> [Exercise inputs]
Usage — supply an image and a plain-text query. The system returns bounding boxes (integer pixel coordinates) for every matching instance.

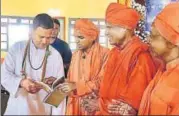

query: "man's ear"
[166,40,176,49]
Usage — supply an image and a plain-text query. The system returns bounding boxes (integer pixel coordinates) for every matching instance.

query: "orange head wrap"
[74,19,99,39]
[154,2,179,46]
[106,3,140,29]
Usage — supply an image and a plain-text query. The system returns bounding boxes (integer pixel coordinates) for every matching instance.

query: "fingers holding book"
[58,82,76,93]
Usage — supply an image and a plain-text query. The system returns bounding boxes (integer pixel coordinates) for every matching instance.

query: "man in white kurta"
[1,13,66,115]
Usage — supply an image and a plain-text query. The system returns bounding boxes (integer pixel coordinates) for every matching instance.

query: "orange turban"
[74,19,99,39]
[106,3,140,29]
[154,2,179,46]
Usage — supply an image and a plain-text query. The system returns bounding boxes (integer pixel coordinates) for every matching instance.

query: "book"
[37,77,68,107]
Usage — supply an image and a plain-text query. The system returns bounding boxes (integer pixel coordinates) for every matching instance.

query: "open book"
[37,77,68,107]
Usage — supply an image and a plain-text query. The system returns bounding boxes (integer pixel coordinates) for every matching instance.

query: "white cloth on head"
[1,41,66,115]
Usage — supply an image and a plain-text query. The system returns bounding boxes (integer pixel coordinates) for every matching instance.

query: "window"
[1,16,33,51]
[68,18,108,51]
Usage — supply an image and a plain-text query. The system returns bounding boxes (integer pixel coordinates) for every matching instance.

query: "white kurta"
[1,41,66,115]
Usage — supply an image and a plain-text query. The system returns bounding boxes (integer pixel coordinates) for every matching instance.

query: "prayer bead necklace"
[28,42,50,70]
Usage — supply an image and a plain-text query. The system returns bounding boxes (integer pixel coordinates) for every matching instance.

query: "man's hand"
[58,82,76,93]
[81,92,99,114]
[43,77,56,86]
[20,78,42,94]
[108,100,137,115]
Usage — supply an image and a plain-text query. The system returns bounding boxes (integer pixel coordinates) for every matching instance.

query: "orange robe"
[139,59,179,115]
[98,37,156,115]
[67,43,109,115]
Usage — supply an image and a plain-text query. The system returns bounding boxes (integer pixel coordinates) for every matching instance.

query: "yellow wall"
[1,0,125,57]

* * *

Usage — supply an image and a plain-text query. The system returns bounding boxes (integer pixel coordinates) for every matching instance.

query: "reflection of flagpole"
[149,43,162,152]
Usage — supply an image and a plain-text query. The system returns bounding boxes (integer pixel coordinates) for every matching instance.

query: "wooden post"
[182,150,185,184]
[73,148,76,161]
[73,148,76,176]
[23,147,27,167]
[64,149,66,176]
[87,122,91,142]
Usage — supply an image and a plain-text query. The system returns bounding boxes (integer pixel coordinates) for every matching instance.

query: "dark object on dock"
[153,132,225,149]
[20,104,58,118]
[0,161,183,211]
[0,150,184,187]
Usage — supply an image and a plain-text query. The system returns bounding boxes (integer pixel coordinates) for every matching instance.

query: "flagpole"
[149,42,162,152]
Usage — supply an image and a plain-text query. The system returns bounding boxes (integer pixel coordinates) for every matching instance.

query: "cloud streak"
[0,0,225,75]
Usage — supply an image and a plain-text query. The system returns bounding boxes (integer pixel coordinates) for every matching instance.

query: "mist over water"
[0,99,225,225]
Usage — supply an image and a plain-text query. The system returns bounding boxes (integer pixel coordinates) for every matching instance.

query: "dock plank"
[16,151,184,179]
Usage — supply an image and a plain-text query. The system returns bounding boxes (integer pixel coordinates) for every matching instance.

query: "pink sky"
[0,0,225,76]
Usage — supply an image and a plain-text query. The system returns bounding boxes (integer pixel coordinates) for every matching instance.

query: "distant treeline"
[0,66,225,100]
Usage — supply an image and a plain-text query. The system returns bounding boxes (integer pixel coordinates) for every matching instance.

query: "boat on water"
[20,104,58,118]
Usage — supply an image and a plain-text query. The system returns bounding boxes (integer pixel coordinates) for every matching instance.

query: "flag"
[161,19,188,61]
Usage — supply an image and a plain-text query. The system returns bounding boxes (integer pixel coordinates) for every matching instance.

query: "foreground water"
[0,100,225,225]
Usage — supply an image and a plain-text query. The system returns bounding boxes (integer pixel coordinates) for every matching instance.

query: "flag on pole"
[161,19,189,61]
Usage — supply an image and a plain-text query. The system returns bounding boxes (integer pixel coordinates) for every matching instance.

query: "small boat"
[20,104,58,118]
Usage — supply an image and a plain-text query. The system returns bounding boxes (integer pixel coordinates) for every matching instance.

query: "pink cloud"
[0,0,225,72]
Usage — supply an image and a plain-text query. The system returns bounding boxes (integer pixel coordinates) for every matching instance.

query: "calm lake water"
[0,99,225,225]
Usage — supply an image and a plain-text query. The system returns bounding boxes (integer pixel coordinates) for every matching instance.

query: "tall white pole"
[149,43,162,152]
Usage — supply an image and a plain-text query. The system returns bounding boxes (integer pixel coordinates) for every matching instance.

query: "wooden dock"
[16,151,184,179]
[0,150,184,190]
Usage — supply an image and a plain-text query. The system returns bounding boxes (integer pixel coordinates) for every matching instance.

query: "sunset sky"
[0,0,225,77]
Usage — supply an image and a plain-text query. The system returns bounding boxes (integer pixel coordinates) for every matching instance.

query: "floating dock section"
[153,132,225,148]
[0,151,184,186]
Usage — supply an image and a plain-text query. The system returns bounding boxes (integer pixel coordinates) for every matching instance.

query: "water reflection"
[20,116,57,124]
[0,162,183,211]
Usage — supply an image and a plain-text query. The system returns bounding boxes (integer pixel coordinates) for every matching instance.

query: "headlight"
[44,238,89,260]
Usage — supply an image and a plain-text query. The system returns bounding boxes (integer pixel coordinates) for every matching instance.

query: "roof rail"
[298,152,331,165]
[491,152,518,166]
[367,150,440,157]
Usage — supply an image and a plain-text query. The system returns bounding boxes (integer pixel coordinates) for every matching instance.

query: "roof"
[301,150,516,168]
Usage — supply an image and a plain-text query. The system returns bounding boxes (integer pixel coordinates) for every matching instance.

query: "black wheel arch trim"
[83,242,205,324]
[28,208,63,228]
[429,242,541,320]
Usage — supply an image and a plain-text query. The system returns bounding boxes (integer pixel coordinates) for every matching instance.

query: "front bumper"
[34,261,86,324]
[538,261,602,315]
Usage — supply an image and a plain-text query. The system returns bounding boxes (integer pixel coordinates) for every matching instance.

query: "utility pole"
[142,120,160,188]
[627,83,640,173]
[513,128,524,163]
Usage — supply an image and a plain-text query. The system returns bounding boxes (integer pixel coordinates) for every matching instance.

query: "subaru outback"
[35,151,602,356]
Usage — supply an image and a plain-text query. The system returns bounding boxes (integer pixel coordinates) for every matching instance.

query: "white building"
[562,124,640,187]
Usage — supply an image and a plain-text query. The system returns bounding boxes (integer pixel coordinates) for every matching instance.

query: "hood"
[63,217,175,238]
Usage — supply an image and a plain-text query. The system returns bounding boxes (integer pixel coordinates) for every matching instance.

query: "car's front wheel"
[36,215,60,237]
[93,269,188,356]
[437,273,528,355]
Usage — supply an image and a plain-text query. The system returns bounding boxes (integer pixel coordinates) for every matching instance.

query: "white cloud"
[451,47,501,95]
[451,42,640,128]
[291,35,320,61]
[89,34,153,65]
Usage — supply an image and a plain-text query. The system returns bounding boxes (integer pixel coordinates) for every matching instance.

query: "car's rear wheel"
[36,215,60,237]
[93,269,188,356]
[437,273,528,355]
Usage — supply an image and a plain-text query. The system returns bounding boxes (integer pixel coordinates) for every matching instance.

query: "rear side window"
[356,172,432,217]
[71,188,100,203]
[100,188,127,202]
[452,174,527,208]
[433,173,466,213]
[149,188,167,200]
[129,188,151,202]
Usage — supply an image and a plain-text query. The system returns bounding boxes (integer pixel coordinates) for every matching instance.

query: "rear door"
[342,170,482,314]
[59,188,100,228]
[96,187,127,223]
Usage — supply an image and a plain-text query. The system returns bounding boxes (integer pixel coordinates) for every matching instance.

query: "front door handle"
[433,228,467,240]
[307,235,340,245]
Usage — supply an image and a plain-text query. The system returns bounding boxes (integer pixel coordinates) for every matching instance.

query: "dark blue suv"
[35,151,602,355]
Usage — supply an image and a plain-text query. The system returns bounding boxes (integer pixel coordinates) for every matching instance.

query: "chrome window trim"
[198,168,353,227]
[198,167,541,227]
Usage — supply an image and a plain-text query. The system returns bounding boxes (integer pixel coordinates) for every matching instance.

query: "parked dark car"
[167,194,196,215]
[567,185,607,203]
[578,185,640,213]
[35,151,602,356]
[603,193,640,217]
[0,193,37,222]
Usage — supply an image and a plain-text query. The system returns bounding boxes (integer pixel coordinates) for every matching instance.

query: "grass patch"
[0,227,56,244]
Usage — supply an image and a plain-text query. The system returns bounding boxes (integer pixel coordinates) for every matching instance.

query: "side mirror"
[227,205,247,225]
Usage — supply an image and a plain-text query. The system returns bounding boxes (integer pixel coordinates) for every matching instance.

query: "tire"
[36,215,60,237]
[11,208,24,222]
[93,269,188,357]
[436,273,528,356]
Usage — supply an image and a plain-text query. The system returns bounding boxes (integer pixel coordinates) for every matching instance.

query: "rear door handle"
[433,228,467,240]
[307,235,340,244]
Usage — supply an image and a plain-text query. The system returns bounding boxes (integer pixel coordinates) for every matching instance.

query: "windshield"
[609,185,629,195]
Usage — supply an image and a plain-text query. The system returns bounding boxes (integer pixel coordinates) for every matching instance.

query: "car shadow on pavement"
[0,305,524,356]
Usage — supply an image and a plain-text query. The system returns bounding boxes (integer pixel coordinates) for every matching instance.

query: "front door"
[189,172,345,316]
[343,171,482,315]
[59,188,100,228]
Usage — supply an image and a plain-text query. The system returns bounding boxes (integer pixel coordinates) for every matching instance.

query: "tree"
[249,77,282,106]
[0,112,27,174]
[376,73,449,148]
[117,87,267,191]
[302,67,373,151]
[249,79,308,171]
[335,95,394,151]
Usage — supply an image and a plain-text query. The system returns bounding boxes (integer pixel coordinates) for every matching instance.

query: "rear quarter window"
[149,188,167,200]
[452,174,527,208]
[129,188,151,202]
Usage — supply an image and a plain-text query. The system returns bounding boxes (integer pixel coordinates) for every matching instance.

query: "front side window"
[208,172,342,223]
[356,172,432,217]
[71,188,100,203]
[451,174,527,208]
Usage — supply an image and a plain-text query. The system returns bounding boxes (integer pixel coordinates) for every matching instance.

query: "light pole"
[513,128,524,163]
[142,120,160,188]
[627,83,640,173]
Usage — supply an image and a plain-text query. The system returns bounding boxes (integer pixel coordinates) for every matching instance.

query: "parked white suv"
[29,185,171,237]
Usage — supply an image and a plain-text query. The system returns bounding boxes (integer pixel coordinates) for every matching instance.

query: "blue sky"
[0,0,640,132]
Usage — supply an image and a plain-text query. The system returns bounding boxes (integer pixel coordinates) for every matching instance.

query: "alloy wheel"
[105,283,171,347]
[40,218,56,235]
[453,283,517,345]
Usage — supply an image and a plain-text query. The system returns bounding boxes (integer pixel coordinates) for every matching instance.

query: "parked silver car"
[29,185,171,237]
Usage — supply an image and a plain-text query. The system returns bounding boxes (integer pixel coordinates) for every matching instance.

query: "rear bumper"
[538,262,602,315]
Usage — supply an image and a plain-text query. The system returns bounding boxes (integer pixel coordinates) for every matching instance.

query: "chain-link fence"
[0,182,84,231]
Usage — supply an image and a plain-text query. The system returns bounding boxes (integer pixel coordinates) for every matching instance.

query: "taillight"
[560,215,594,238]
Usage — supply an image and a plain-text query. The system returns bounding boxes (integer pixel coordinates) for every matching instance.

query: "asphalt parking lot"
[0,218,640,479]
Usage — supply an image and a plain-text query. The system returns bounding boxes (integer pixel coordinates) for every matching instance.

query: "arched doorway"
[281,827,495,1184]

--

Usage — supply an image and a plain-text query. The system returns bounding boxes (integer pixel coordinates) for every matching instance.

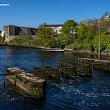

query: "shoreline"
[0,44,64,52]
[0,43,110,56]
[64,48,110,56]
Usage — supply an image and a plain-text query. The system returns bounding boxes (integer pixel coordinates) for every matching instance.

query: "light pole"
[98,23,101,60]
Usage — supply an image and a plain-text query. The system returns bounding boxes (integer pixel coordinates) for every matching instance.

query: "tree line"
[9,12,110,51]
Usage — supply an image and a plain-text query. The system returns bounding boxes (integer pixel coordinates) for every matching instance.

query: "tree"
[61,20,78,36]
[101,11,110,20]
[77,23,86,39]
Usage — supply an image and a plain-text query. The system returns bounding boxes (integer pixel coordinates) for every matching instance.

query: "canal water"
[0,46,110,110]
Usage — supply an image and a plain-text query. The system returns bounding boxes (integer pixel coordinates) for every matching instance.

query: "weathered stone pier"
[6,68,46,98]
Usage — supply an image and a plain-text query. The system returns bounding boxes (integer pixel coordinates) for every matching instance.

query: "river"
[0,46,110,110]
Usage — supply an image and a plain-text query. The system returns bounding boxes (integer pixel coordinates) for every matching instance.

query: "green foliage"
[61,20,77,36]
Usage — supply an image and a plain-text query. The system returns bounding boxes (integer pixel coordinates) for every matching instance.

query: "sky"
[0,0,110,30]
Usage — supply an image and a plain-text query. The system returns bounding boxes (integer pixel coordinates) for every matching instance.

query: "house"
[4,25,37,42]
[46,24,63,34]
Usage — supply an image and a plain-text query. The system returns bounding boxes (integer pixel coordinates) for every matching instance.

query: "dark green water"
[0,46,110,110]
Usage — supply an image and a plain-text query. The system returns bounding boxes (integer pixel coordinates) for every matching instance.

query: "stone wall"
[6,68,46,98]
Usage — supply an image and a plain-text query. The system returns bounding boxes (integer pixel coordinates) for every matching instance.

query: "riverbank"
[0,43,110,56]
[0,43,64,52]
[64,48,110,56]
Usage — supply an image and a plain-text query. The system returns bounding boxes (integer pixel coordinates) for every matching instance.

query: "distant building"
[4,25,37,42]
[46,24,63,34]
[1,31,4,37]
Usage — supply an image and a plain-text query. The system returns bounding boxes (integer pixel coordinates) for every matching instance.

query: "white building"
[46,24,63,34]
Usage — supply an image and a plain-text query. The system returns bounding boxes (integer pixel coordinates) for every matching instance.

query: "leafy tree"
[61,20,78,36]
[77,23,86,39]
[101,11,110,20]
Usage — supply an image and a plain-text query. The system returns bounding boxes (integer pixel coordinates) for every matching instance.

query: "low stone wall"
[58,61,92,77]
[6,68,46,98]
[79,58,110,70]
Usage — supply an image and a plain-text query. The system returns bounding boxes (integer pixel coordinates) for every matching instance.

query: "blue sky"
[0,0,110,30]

> [Task details] Pull out each line of the records that contains the string "cloud". Uppercase and lowercase letters count as different.

> [Task output]
query: "cloud streak"
query: "pink cloud"
query: "white cloud"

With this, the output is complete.